§ **What is asked**
Everything from the line holding "of the flower" through the last line below must be repeated exactly, and nothing else.

§ **Given information**

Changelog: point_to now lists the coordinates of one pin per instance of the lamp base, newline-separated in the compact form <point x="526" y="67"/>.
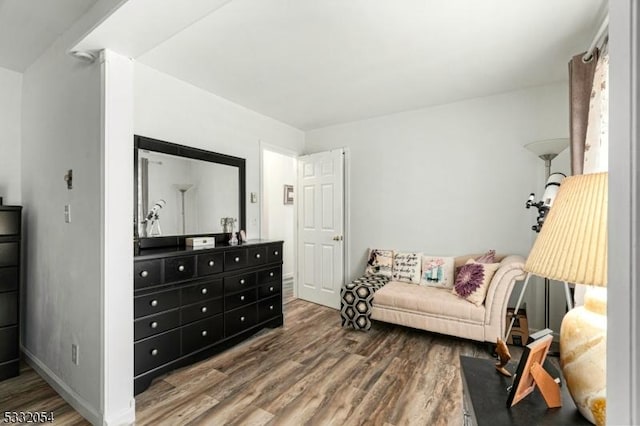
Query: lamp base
<point x="583" y="355"/>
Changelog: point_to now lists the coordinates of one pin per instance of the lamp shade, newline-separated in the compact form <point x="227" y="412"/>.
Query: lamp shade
<point x="572" y="245"/>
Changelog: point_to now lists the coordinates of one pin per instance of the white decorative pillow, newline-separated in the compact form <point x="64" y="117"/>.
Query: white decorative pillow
<point x="406" y="267"/>
<point x="379" y="262"/>
<point x="473" y="279"/>
<point x="437" y="271"/>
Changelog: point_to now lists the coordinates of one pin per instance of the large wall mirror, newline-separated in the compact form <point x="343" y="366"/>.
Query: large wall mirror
<point x="183" y="191"/>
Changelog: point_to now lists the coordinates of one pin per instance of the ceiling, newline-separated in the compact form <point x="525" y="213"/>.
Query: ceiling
<point x="29" y="27"/>
<point x="313" y="63"/>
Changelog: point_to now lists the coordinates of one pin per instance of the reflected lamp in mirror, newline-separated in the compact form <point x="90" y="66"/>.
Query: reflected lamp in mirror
<point x="572" y="247"/>
<point x="195" y="188"/>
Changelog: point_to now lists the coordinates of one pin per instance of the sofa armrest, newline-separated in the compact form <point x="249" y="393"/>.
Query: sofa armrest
<point x="511" y="270"/>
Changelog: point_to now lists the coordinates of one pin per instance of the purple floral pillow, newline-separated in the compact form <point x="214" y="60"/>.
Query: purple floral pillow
<point x="473" y="279"/>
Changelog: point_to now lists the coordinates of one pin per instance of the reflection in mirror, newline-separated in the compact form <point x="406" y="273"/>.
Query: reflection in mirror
<point x="181" y="196"/>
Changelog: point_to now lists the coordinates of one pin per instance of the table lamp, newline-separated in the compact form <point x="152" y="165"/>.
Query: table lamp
<point x="572" y="247"/>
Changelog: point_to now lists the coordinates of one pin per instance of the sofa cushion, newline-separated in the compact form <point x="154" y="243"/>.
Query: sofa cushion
<point x="488" y="257"/>
<point x="473" y="279"/>
<point x="406" y="267"/>
<point x="437" y="271"/>
<point x="379" y="262"/>
<point x="427" y="300"/>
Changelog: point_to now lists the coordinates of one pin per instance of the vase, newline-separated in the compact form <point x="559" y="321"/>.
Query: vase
<point x="583" y="354"/>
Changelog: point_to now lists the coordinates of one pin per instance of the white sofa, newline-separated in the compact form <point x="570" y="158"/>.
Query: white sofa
<point x="439" y="310"/>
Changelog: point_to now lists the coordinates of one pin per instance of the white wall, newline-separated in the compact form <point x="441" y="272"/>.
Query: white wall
<point x="10" y="105"/>
<point x="169" y="109"/>
<point x="61" y="131"/>
<point x="278" y="223"/>
<point x="450" y="179"/>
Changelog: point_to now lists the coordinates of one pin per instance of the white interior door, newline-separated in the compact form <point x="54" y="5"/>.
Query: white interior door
<point x="321" y="227"/>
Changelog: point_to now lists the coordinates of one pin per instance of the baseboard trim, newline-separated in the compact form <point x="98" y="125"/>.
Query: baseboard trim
<point x="76" y="401"/>
<point x="126" y="417"/>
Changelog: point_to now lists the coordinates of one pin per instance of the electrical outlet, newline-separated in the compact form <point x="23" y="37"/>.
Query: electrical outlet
<point x="74" y="354"/>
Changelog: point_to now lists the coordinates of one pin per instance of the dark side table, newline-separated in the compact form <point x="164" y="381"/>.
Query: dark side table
<point x="485" y="399"/>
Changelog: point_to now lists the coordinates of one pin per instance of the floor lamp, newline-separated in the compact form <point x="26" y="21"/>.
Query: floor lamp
<point x="547" y="150"/>
<point x="183" y="188"/>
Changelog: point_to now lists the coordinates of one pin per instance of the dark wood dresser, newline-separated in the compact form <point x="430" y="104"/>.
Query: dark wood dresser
<point x="10" y="234"/>
<point x="192" y="303"/>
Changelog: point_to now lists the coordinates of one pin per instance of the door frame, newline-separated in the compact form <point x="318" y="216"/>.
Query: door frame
<point x="261" y="215"/>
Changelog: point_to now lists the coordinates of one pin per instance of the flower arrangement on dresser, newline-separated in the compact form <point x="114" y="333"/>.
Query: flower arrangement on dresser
<point x="464" y="296"/>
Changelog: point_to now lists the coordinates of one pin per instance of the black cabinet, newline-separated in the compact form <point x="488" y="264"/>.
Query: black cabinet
<point x="192" y="303"/>
<point x="10" y="235"/>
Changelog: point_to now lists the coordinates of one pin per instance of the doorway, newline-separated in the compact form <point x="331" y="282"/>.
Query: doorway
<point x="278" y="209"/>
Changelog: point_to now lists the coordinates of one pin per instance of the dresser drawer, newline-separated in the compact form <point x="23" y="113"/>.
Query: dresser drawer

§ **Task answer**
Changelog: point_to now lists the coordinates of one pin per instance of the flower arrangement on dresser, newline-separated in the compact form <point x="114" y="333"/>.
Query: flower arrangement on dresser
<point x="464" y="296"/>
Changelog: point_to now lists the coordinates of one pin per instance of the black cabinet, newline-separated in the compact form <point x="488" y="264"/>.
Query: black cabinet
<point x="192" y="303"/>
<point x="10" y="235"/>
Changelog: point_to now lists the coordinates of one pin per instance of the doorway, newline-separated in the compact form <point x="331" y="282"/>.
Query: doorway
<point x="278" y="209"/>
Changelog: point_to now lists the coordinates of one pin per instance of the dresser drawer, newline-separated in the compact form <point x="23" y="113"/>.
Query: dresser drawer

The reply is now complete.